- Short task a
Turn part of the records below into a JSON list of strings, one string per line, with blank lines left out. Start at the line that contains "Point to the car headrest." and end after the line that contains "(1073, 530)".

- Extract
GTBBoxes.txt PredBBoxes.txt calculate_ap.py.txt

szm-R commented 6 years ago

Hi @MiZhangWhuer , as I myself am still struggling with this issues I can't be of much help to you! But hopefully, if I could solve it, I would share my results.

Now @AlexeyAB , I still don't know how to run voc_eval.py . My python knowledge is really rusty! I first created the detection results using the following command: ./darknet -i 0 detector valid cfg/voc.data cfg/tiny-yolo-voc.cfg models/tiny-yolo-voc.weights

(Note that I'm using pjreddie version of darknet)

Then I had my detection results in a folder named voc in results directory with the following format: className.txt

Now I added these lines at the end of voc_eval.py code to be able to run it (told you my python is rusty!!!):

print "Starting here"
detpath = "/path/to/results/voc/"
annopath = "/path/to/data/voc/VOC2007/Annotations/"
imagesetfile = "/path/to/data/voc/2007_test_FileNames.txt"
classname = "/path/to/data/voc/voc.names"
cachedir = "/path/to/data/voc/VOC2007/cache/"
ovthresh = 0.7
use_07_metric = True 
voc_eval(detpath, annopath, imagesetfile, classname, cachedir, ovthresh, use_07_metric)

But detpath and others seem to be something other that simple addresses, because running the code gives me the following error:

Traceback (most recent call last):
  File "voc_eval.py", line 211, in <module>
    voc_eval(detpath, annopath, imagesetfile, classname, cachedir, ovthresh, use_07_metric)
  File "voc_eval.py", line 137, in voc_eval
    with open(detfile, 'r') as f:
IOError: [Errno 21] Is a directory: '/home/szm/Work/Research/Models_and_Codes/darknet/darknet_GPU/results/voc/'

Can you please tell me how should I path these arguments to voc_eval.py?

szm-R commented 6 years ago

Hi everyone, I figured out my last question now I run the voc_eval.py by adding the following lines at the end:

detpath = '/path/to/darknet/darknet_GPU/results/voc/{}.txt'
annopath = '/path/to/darknet/darknet_GPU/data/voc/VOC2007/Annotations/{}.xml'
imagesetfile = '/path/to/darknet/darknet_GPU/data/voc/2007_test_FileNames.txt'
cachedir = '/path/to/darknet/darknet_GPU/data/voc/VOC2007/cache/'
ovthresh = 0.7
use_07_metric = True 
classes = ["aeroplane", "bicycle", "bird", "boat", "bottle", "bus", "car", "cat", "chair", "cow", "diningtable", "dog", "horse", "motorbike", "person", "pottedplant", "sheep", "sofa", "train", "tvmonitor"]
for classname in classes:
    rec, prec, ap = voc_eval(detpath, annopath, imagesetfile, classname, cachedir, ovthresh, use_07_metric)
    print "ClassName: %s AveragePrecision: %f" % (classname, ap)

- Data
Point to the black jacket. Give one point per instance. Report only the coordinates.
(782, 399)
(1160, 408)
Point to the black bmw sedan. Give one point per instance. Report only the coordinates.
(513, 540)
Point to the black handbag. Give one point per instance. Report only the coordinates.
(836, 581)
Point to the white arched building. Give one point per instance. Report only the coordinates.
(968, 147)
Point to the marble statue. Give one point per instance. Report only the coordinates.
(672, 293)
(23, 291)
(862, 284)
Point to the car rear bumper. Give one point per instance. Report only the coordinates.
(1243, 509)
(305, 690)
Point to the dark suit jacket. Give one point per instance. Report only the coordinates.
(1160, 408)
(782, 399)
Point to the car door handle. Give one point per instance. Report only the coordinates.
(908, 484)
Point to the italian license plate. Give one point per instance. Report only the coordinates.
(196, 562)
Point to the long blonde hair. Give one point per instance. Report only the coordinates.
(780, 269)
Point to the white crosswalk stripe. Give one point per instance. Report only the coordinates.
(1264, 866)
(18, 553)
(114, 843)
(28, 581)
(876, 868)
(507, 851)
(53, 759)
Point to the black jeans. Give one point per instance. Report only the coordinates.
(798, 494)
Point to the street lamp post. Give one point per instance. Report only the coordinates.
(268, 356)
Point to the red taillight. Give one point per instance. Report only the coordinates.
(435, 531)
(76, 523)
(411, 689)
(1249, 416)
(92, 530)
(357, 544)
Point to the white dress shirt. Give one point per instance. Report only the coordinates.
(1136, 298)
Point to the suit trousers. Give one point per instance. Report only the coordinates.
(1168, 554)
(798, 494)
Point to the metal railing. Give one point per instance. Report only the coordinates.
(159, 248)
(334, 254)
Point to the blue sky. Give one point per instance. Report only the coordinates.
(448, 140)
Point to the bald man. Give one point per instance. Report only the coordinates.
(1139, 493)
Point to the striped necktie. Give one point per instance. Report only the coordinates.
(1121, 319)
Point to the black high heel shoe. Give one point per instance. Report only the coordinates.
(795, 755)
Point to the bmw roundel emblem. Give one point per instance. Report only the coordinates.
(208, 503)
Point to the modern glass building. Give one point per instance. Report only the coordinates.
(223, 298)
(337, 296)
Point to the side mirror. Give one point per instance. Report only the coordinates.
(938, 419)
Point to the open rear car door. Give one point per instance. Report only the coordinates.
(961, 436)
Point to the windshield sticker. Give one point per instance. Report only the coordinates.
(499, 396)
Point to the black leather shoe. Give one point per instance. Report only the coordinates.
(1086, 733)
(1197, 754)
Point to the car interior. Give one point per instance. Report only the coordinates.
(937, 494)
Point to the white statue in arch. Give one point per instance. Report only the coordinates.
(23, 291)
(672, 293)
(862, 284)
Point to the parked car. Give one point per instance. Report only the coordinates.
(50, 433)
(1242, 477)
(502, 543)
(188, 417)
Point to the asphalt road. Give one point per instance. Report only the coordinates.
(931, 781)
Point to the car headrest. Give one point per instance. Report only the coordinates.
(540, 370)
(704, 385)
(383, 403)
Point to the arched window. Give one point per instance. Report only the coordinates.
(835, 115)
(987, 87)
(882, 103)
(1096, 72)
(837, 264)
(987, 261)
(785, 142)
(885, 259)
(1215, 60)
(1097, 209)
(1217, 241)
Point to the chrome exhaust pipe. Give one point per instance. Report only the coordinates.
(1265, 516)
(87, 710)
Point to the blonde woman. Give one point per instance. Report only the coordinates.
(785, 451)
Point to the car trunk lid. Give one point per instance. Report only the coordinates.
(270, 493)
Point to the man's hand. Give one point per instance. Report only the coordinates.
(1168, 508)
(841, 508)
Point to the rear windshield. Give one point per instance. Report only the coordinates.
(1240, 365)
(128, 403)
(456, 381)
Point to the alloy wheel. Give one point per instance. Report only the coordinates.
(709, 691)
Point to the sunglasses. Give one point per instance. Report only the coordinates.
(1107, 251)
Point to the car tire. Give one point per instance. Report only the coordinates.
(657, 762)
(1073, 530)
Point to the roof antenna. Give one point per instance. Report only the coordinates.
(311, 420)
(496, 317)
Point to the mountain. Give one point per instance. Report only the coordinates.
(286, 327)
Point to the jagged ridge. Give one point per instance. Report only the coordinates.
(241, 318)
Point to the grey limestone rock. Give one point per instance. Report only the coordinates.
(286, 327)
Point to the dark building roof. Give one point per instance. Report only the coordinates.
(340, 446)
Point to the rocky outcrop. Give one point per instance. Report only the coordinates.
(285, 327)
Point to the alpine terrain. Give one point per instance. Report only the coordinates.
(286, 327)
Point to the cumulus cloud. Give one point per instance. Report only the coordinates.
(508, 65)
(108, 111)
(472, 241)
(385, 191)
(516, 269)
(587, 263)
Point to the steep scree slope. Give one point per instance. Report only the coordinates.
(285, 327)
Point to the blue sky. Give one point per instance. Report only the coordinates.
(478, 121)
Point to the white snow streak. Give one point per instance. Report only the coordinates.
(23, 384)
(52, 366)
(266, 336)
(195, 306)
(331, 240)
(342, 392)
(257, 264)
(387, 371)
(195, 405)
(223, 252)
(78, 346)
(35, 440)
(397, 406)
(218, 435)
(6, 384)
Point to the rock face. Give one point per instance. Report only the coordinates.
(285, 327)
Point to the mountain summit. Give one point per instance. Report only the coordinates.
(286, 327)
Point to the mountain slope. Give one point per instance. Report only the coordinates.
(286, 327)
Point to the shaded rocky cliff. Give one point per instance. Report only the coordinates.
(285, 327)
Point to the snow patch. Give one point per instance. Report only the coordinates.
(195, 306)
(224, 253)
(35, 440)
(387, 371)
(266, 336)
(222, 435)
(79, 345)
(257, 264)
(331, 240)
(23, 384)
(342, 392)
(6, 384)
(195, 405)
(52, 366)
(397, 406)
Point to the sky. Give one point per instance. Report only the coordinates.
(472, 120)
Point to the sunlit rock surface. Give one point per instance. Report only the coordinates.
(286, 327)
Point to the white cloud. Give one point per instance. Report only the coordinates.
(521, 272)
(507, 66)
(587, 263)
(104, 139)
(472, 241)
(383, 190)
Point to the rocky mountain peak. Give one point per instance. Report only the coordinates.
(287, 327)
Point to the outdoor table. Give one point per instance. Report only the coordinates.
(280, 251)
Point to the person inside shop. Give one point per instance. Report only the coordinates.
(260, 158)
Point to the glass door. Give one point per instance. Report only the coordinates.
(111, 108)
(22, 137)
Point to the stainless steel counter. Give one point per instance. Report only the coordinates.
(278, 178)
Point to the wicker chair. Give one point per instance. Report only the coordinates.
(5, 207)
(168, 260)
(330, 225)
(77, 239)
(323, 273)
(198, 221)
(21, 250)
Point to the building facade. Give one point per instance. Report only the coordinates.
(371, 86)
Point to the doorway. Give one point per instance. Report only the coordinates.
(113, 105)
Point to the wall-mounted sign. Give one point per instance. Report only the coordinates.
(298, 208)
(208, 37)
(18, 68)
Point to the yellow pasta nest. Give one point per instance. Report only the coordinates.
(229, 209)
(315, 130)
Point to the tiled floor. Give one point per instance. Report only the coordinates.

- Short task b
From the forum thread, copy word for word the passage that starts at "Now @AlexeyAB , I" and ends after "version of darknet)".

- Expected answer a
[
  "Point to the car headrest. Give one point per instance. Report only the coordinates.",
  "(540, 370)",
  "(704, 385)",
  "(383, 403)",
  "Point to the arched window. Give one point per instance. Report only the coordinates.",
  "(835, 115)",
  "(987, 87)",
  "(882, 103)",
  "(1096, 72)",
  "(837, 264)",
  "(987, 261)",
  "(785, 142)",
  "(885, 259)",
  "(1215, 60)",
  "(1097, 209)",
  "(1217, 241)",
  "Point to the chrome exhaust pipe. Give one point per instance. Report only the coordinates.",
  "(1265, 516)",
  "(87, 710)",
  "Point to the blonde woman. Give one point per instance. Report only the coordinates.",
  "(785, 451)",
  "Point to the car trunk lid. Give one point per instance. Report only the coordinates.",
  "(270, 493)",
  "Point to the man's hand. Give one point per instance. Report only the coordinates.",
  "(1168, 508)",
  "(841, 508)",
  "Point to the rear windshield. Give one point per instance. Report only the coordinates.",
  "(1240, 365)",
  "(128, 403)",
  "(456, 381)",
  "Point to the alloy wheel. Give one point per instance. Report only the coordinates.",
  "(709, 691)",
  "Point to the sunglasses. Give one point per instance. Report only the coordinates.",
  "(1107, 251)",
  "Point to the car tire. Give one point per instance. Report only the coordinates.",
  "(657, 762)",
  "(1073, 530)"
]

- Expected answer b
Now @AlexeyAB , I still don't know how to run voc_eval.py . My python knowledge is really rusty! I first created the detection results using the following command: ./darknet -i 0 detector valid cfg/voc.data cfg/tiny-yolo-voc.cfg models/tiny-yolo-voc.weights

(Note that I'm using pjreddie version of darknet)